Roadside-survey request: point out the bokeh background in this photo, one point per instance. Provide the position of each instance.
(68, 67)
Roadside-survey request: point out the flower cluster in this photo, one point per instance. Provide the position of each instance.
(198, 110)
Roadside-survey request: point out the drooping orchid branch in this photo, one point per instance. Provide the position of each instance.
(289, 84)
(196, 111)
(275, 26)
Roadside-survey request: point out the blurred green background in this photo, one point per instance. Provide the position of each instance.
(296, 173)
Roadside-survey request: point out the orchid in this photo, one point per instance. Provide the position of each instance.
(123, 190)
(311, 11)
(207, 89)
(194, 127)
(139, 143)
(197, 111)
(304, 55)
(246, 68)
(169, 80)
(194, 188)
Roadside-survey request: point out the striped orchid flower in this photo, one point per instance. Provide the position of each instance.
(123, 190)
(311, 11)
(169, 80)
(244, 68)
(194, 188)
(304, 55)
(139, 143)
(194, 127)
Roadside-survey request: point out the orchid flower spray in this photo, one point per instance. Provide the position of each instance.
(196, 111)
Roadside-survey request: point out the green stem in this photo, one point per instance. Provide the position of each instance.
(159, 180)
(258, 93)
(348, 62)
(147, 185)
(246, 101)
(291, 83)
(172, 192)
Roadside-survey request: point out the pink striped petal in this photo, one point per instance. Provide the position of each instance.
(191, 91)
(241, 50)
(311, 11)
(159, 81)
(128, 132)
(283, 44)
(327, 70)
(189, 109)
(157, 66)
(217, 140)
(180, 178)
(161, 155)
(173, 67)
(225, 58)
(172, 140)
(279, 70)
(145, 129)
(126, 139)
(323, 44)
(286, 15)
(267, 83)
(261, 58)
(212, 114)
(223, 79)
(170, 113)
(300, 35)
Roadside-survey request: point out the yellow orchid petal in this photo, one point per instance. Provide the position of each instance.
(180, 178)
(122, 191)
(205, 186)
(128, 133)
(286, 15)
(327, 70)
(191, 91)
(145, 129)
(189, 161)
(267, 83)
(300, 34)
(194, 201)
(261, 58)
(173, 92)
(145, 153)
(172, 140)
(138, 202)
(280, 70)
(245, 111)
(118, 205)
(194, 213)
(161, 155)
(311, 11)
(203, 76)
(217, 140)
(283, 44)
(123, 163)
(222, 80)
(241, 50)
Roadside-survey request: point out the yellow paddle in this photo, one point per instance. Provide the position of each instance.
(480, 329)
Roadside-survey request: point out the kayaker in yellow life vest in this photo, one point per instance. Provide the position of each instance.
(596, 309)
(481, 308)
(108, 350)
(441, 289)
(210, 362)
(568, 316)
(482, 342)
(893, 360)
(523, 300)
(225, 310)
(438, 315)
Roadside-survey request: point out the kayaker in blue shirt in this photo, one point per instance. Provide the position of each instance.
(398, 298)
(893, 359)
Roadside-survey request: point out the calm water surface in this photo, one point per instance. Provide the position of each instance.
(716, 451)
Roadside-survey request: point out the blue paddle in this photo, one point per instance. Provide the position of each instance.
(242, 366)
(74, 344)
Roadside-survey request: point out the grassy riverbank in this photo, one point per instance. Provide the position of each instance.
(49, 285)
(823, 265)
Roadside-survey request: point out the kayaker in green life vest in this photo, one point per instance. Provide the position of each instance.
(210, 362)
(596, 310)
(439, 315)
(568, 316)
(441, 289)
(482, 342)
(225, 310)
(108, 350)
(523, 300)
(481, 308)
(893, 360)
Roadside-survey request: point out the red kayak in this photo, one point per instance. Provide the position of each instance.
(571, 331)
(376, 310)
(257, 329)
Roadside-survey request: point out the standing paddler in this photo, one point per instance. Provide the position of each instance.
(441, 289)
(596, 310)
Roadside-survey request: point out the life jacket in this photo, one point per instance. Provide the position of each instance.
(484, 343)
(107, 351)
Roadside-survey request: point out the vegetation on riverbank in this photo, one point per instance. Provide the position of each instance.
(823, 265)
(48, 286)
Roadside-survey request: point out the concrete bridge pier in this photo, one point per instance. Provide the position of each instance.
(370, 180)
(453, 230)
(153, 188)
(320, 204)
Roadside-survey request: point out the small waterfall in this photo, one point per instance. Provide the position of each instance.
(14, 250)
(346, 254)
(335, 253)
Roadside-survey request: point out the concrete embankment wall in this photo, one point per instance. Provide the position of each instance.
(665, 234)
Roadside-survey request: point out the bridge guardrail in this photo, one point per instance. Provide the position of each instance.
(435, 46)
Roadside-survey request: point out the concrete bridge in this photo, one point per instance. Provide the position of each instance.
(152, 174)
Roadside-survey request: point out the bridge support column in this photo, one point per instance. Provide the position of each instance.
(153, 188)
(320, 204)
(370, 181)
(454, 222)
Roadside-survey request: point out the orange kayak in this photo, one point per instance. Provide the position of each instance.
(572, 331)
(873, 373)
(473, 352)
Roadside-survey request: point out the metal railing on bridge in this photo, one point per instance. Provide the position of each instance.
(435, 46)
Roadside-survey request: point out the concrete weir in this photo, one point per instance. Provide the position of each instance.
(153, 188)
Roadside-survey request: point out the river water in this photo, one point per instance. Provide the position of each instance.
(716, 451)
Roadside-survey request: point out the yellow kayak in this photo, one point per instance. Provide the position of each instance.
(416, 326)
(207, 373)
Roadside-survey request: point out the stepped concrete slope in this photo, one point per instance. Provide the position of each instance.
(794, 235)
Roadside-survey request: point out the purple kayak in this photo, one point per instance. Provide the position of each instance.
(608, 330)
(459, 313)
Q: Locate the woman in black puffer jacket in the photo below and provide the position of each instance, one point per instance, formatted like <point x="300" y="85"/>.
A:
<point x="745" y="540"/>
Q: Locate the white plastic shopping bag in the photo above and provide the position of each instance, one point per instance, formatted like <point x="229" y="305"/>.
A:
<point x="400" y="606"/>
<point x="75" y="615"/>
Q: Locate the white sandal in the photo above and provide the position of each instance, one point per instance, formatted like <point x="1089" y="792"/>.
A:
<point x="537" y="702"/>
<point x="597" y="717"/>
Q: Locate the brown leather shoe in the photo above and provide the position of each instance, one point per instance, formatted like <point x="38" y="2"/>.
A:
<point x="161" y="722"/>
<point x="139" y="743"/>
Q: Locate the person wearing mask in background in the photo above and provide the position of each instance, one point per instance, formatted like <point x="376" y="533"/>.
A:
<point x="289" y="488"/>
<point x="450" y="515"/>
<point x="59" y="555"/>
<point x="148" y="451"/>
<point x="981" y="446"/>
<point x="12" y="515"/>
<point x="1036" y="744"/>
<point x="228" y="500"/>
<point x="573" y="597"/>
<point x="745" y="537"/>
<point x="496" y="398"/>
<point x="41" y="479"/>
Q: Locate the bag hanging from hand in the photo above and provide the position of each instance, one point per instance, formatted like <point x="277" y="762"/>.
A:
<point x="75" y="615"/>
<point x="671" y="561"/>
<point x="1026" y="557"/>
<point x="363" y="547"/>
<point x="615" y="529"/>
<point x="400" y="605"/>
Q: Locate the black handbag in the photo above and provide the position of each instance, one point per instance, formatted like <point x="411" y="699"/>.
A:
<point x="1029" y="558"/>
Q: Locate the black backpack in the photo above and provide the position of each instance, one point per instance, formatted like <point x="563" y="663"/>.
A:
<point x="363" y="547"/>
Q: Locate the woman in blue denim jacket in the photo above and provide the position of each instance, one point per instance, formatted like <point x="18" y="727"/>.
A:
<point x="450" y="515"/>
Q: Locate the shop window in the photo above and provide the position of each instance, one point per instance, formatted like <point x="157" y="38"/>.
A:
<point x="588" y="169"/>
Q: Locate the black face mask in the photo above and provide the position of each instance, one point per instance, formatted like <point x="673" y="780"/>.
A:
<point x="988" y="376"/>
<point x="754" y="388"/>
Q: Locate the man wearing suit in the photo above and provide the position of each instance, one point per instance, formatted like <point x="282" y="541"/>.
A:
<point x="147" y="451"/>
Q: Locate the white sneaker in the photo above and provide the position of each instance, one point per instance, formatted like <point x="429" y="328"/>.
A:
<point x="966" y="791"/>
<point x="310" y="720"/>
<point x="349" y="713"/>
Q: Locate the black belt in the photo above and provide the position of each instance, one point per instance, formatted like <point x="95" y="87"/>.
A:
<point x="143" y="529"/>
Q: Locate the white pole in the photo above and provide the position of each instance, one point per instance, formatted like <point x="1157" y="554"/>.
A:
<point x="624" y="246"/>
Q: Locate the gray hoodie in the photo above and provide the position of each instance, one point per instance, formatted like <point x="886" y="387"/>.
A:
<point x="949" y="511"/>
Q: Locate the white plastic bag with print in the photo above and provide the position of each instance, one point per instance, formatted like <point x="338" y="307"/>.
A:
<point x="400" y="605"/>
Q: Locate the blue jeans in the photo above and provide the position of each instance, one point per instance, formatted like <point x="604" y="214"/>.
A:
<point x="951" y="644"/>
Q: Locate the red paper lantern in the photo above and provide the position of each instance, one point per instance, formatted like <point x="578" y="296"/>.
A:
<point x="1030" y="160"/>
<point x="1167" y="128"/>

▬▬▬▬▬▬

> STATED TASK
Can you copy out, word for word, the lines of the data above, starting at the line that contains "Q: Locate the red" and continuing through the last line of the data?

> WRITTEN SOLUTION
Q: Locate the red paper lantern in the photo above and provide the position of each instance, one point per instance, formatted like <point x="578" y="296"/>.
A:
<point x="1030" y="160"/>
<point x="1167" y="128"/>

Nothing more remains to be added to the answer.